-- start of Data excerpts --

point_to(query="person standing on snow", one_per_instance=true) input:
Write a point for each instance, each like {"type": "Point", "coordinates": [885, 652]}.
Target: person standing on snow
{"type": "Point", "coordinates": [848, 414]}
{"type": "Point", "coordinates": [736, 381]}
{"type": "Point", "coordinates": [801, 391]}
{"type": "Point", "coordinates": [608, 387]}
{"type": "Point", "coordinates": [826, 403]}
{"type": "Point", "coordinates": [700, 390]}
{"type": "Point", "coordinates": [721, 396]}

-- end of Data excerpts --

Rewrite all of the material above as a two-column CSV with the header columns request and answer, giving one row per request. Put the request text and its answer each in a single quoted field, and replace any line breaks with spaces.

request,answer
"point_to(query=""person standing on snow"", one_per_instance=true) input: Write a point for each instance, each like {""type"": ""Point"", ""coordinates"": [885, 652]}. Target: person standing on snow","{""type"": ""Point"", ""coordinates"": [848, 414]} {""type"": ""Point"", ""coordinates"": [736, 381]} {""type"": ""Point"", ""coordinates"": [801, 391]} {""type"": ""Point"", ""coordinates"": [608, 387]} {""type"": ""Point"", ""coordinates"": [826, 403]} {""type"": ""Point"", ""coordinates"": [700, 390]} {""type"": ""Point"", ""coordinates"": [721, 396]}"